▶ _What this task involves_
The lines to retype are the one with "Tag every instance of the mobile" and all that follow it to the end of the entries below; copy them exactly and nothing else.

**** Material supplied

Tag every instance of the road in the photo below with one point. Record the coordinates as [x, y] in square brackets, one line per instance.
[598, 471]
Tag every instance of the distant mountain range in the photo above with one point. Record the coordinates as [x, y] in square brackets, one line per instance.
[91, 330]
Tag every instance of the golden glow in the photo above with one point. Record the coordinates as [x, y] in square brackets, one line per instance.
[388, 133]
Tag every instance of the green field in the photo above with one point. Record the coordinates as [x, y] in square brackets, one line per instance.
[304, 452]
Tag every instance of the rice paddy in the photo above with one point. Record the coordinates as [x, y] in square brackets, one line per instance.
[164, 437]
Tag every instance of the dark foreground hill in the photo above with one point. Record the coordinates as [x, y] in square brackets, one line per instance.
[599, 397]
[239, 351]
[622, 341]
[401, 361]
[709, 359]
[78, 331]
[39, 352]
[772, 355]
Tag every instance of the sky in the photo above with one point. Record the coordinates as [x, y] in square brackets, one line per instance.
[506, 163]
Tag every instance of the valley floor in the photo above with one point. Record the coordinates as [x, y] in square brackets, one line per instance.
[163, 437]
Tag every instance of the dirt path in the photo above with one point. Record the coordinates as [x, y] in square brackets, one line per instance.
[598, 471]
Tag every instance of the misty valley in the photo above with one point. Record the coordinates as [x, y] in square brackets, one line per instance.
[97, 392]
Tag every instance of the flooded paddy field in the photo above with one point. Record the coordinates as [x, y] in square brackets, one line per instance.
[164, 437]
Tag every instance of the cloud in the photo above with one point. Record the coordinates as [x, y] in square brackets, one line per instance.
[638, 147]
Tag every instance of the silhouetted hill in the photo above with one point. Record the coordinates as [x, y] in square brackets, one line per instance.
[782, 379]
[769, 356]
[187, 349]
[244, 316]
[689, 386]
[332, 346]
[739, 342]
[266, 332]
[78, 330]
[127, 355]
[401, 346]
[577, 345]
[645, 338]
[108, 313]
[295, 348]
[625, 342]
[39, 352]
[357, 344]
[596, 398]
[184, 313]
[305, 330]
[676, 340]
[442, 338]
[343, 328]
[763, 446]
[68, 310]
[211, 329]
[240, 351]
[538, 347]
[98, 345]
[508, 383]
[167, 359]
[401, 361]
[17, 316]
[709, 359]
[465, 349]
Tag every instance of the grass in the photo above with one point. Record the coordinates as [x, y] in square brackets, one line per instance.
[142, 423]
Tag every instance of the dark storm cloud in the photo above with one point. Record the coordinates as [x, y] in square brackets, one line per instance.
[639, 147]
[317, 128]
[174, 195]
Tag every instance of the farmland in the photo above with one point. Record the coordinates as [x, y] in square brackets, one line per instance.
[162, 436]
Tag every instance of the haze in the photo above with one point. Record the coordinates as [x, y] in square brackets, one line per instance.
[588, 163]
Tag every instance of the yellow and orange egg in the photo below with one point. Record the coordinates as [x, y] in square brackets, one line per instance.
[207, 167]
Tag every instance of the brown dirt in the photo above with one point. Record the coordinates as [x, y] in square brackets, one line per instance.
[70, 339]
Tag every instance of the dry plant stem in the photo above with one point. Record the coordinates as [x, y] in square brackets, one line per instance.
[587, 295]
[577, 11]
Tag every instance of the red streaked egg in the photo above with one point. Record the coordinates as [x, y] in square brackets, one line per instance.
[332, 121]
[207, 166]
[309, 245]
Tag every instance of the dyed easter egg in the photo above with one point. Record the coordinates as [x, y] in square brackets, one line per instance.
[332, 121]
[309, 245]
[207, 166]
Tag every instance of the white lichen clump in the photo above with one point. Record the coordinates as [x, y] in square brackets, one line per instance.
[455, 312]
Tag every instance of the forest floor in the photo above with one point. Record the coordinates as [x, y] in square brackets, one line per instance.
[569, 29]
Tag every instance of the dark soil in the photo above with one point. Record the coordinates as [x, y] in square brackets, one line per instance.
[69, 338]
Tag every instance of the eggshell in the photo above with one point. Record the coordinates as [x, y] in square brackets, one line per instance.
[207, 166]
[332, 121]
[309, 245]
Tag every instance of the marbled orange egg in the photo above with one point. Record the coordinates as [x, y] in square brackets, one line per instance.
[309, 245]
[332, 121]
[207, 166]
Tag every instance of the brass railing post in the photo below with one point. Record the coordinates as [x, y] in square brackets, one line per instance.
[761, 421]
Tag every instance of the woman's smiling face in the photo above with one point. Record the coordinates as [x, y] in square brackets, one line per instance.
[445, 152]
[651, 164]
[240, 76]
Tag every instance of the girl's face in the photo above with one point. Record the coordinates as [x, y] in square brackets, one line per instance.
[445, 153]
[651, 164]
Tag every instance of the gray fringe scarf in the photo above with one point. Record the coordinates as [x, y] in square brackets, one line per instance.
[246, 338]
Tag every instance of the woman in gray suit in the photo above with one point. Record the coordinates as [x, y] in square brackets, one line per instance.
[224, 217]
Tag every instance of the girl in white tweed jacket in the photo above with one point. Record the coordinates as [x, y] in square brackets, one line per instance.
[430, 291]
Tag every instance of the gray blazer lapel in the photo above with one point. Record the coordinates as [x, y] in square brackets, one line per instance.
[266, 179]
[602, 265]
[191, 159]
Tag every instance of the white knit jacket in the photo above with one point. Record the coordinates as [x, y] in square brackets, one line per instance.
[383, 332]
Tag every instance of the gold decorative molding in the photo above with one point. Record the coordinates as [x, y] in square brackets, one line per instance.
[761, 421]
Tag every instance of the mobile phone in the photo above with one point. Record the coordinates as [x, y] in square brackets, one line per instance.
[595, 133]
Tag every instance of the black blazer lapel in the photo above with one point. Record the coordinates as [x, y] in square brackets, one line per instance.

********

▶ _Task solution_
Tag every instance of the mobile phone in the photo above with one point. Record the coordinates as [x, y] in square brackets, one line per instance.
[595, 133]
Tag every instance of the black blazer lapel in the photo above with one point. Record the coordinates as [x, y] in square brackets, one line per instance.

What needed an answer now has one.